BAGIAN TEKS →
•••••

Setelah cukup reda, Syarif pun tampak kelelahan karena selama dua jam lebih mengurung para aktifis itu di dalam rumah. Pamit untuk keluar sebentar yang katanya hanya 5-10 menit, Syarif sempat mengeluarkan instruksi agar tak ada orang di situ yang keluar juga tak ada orang luar masuk ke dalam rumah.

Tepat saat menutup pintu rumah, pihak keamanan Mesir datang. Karena menggunakan kendaraan angkutan umum (angkot), Syarif tak menyangka kalau mereka itu pihak keamanan yang berbaju preman. Dia berlalu saja, meski menurut sejumlah saksi mata Syarif juga sempat sedikit terperanjat dengan keberadaan angkot yang masih dinyalakan mesinnya itu di depan kantor NU Mesir.

Pak Haras lalu mendekati 2 pria berbadan tegap itu, karena yakin kalau mereka adalah pihak keamanan. Setelah salah seorang dari mereka selesai melakukan pembicaraan telpon, mereka lalu menyergap Syarif. Kaget dengan perlakuan itu, Syarif pura-pura tak tahu dan tanya ada apa.

•••••

MATERI YANG DISEDIAKAN →
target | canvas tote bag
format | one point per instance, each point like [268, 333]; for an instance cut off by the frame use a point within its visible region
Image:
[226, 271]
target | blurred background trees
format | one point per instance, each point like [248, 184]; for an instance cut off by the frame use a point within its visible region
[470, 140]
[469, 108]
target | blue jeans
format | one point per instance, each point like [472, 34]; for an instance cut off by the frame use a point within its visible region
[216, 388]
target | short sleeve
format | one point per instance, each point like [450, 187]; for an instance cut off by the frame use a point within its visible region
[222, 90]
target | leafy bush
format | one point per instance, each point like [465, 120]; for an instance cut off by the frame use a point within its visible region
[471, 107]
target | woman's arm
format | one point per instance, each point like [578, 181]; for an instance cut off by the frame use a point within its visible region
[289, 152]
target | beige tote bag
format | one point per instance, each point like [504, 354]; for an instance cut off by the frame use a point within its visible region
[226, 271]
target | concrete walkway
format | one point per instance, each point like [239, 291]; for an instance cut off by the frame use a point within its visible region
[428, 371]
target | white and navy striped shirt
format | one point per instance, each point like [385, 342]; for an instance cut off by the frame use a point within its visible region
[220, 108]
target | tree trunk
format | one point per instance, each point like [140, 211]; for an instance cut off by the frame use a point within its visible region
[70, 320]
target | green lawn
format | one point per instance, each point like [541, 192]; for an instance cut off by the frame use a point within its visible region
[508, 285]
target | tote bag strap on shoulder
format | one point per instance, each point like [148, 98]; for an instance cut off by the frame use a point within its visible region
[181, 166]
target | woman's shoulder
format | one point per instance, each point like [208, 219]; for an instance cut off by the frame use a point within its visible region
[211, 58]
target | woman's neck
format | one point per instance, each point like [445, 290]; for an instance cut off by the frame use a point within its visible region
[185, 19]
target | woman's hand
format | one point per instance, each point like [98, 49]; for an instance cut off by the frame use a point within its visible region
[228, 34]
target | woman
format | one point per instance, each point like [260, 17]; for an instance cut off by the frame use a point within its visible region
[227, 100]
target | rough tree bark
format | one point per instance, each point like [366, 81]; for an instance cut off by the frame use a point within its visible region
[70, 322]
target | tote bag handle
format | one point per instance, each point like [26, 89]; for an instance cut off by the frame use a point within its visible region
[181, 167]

•••••

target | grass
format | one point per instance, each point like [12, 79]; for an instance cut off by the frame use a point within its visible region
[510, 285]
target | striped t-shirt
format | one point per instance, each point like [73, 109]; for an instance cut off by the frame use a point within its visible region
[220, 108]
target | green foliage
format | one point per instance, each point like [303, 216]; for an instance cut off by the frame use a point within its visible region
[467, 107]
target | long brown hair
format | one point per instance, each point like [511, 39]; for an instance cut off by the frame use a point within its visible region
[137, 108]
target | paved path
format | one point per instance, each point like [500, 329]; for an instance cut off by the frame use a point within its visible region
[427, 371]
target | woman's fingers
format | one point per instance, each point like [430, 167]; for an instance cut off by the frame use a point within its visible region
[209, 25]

•••••

SOAL UNTUK DIKERJAKAN →
A – Menurut teks tentang Syarif, berapa lama Syarif mengurung para aktivis di dalam rumah?
B – Tolong lanjutkan teks tentang Syarif setelah kalimat terakhirnya.
Materi tersebut tidak ada hubungannya dengan teks tentang Syarif.

HASIL TUGAS →
A – Selama dua jam lebih.

B –
Plakk!! Sebuah pukulan mendarat di wajah Syarif, ditambah gertakan seharusnya mereka yang tanya, bukan Syarif. Diperlakukan keras seperti itu, nyali Syarif jadi ciut. Rupanya dia baru menyadari kalau yang berada di depannya betul-betul pihak berwenang. Syarif pun digeledah dan sempat ditampar dan dijambak beberapa kali. Ketika itu, Syarif masih mengelak dari pertanyaan dan dakwaan, bahkan saat ditanya dimana ibunya (Mama), Syarif mengatakan sudah meninggal.

Syarif pun dibawa ke kantor polisi Nuqthoh Hay Ashir (setingkat Babinsa). Dari pihak pelapor, Aziz dan Adon juga ikut, ditemani Pak Haras. Saat di kantor polisi itulah, Syarif semakin memperlihatkan kecengengannya. Setelah sempat mengelak lagi dari pertanyaaan-pertanyaan yang diajukan, Syarif menjadi tersudut saat pernyataannya di-cross check pada Aziz dan Adon.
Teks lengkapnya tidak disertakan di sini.